> [Working data]
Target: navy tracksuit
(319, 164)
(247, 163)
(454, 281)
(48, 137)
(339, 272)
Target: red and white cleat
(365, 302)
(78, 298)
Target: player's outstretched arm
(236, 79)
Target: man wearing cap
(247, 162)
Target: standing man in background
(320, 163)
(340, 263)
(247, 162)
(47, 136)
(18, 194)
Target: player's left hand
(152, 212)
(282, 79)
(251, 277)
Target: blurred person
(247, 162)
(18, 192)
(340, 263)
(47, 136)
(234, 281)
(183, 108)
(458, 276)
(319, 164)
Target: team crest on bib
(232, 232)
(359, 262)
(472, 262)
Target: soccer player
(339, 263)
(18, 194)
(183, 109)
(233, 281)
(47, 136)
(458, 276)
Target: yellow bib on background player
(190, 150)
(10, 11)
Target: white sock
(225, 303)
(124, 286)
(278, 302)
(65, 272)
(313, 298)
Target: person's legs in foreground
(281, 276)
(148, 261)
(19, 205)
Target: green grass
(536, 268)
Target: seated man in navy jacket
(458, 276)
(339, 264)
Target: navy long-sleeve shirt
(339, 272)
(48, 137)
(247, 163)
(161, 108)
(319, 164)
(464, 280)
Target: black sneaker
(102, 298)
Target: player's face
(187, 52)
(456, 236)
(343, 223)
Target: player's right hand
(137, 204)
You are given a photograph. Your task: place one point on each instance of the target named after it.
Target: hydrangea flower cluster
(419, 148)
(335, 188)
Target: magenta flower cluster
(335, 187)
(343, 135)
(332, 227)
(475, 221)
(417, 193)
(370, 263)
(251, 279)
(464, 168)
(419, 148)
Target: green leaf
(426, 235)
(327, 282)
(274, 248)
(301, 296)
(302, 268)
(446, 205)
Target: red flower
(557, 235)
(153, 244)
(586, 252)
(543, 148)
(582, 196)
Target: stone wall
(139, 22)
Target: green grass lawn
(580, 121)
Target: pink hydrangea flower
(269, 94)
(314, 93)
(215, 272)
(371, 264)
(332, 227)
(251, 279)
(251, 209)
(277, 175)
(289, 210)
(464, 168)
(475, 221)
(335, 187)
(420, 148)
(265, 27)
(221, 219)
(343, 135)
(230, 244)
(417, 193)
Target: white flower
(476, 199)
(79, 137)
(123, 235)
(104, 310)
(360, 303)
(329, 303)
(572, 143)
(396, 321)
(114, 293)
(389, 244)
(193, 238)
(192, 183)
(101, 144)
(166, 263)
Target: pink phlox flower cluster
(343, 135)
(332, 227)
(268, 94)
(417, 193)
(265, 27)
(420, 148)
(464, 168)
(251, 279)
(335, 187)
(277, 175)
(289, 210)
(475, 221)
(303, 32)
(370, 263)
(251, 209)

> [Problem statement] Please repeat the listing above word for word, from its first line through its last.

> [Finished exercise]
Target: navy tracksuit
(319, 164)
(247, 163)
(454, 281)
(48, 137)
(339, 272)
Target: red and white cleat
(365, 302)
(78, 298)
Target: player's outstretched arm
(236, 79)
Target: man wearing cap
(247, 162)
Target: standing man in background
(320, 163)
(340, 263)
(247, 162)
(47, 136)
(18, 194)
Target: player's left hand
(152, 212)
(282, 79)
(251, 277)
Target: blurred person
(247, 162)
(18, 192)
(340, 263)
(47, 136)
(234, 281)
(183, 108)
(458, 276)
(319, 164)
Target: team crest on bib
(232, 232)
(359, 262)
(472, 262)
Target: soccer player
(339, 263)
(18, 194)
(183, 109)
(233, 281)
(47, 136)
(458, 276)
Target: yellow bib on background player
(190, 150)
(10, 11)
Target: white sock
(225, 303)
(124, 286)
(278, 302)
(65, 272)
(313, 298)
Target: person's legs in foreground
(281, 276)
(148, 261)
(19, 205)
Target: green grass
(536, 268)
Target: seated man in navy jacket
(458, 276)
(339, 264)
Target: navy long-sleeve shirt
(339, 272)
(48, 137)
(247, 163)
(161, 108)
(319, 164)
(464, 280)
Target: black sneaker
(102, 298)
Target: player's face
(187, 52)
(456, 236)
(343, 223)
Target: player's right hand
(137, 204)
You are given a photograph. Your task: place one point on each instance of the target named after it.
Target: hydrangea flower cluster
(419, 148)
(335, 188)
Target: magenta flower cluster
(335, 187)
(343, 135)
(332, 227)
(475, 221)
(417, 193)
(370, 263)
(251, 279)
(464, 168)
(419, 148)
Target: green leaf
(426, 235)
(327, 282)
(274, 248)
(301, 296)
(302, 268)
(446, 205)
Target: red flower
(557, 235)
(153, 244)
(586, 252)
(543, 148)
(582, 196)
Target: stone wall
(139, 22)
Target: green grass lawn
(580, 121)
Target: pink hydrangea flower
(269, 94)
(314, 93)
(215, 272)
(371, 264)
(332, 227)
(251, 279)
(251, 209)
(277, 175)
(289, 210)
(464, 168)
(475, 221)
(335, 187)
(420, 148)
(265, 27)
(221, 219)
(343, 135)
(230, 244)
(417, 193)
Target: white flower
(476, 199)
(79, 137)
(123, 235)
(104, 310)
(360, 303)
(329, 303)
(572, 143)
(396, 321)
(114, 293)
(389, 244)
(193, 238)
(192, 183)
(101, 144)
(166, 263)
Target: pink phlox flower cluster
(343, 135)
(332, 227)
(268, 94)
(417, 193)
(265, 27)
(420, 148)
(464, 168)
(251, 279)
(335, 187)
(277, 175)
(289, 210)
(475, 221)
(303, 32)
(370, 263)
(251, 209)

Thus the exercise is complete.